■ Aim of the task: Scan the records for the word "hair". Report each line where it occurs.

■ Information given:

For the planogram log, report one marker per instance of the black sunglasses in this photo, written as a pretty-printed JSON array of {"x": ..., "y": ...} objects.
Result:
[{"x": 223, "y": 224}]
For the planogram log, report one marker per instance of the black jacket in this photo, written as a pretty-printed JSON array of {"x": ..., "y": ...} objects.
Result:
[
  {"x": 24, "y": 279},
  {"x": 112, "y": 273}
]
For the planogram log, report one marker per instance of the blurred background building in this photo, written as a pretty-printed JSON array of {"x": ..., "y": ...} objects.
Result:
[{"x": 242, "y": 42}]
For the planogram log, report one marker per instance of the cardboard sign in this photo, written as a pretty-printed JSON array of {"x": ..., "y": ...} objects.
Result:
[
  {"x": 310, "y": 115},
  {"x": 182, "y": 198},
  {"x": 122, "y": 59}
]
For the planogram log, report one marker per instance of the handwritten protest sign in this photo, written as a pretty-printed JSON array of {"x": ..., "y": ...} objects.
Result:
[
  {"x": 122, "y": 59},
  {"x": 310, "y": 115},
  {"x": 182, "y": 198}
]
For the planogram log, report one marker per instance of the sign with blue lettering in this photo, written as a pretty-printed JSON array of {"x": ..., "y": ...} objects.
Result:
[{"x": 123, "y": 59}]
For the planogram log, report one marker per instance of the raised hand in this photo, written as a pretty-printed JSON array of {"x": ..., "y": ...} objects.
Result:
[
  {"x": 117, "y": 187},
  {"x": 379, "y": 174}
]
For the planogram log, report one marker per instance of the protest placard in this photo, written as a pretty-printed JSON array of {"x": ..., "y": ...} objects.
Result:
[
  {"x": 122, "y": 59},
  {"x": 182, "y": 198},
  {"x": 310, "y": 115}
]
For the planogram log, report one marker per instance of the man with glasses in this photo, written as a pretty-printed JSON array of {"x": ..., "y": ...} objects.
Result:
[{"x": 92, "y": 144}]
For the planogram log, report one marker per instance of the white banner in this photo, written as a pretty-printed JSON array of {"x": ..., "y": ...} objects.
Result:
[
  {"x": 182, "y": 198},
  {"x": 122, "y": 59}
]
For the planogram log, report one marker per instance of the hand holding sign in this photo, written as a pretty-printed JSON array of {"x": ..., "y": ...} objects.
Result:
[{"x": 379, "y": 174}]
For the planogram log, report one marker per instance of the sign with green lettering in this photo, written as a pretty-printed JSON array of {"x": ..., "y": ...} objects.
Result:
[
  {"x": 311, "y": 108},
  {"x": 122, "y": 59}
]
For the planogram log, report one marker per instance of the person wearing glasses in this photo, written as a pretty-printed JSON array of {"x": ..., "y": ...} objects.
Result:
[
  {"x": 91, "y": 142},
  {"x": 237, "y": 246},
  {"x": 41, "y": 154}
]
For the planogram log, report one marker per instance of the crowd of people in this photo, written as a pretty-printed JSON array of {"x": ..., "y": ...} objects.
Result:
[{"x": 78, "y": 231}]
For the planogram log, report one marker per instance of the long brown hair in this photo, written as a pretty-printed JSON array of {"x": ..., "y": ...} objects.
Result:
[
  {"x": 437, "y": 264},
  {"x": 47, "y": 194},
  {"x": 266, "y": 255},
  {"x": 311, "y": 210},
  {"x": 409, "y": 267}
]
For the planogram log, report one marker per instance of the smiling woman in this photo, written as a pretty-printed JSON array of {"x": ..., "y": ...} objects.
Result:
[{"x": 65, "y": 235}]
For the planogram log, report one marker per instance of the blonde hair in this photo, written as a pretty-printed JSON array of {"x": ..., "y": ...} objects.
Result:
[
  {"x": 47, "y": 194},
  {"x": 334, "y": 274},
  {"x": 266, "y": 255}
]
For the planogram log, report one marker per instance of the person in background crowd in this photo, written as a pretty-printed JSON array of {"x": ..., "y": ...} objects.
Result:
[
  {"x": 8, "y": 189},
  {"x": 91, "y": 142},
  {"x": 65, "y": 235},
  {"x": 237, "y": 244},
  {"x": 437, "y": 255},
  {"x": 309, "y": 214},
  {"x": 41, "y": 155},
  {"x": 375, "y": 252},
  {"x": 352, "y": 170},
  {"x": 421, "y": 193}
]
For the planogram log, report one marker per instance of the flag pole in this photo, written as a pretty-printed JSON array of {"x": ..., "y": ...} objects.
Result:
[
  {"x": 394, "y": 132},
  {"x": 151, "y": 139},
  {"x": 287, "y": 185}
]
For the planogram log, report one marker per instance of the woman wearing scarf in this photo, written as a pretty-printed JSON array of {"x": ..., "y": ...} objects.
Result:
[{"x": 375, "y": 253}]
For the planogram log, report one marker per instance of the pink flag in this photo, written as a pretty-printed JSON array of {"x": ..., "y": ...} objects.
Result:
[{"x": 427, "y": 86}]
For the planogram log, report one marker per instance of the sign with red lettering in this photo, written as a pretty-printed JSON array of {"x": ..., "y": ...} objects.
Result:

■ Response to this exercise:
For the planogram log, report one marker per instance of the long brown hair in this photo, written as a pretty-printed JSON array of {"x": ..., "y": ...} objects.
For the planogram log, report one marker per instance of the blonde hair in this photo, written as a pretty-printed JSON array of {"x": ..., "y": ...} objects.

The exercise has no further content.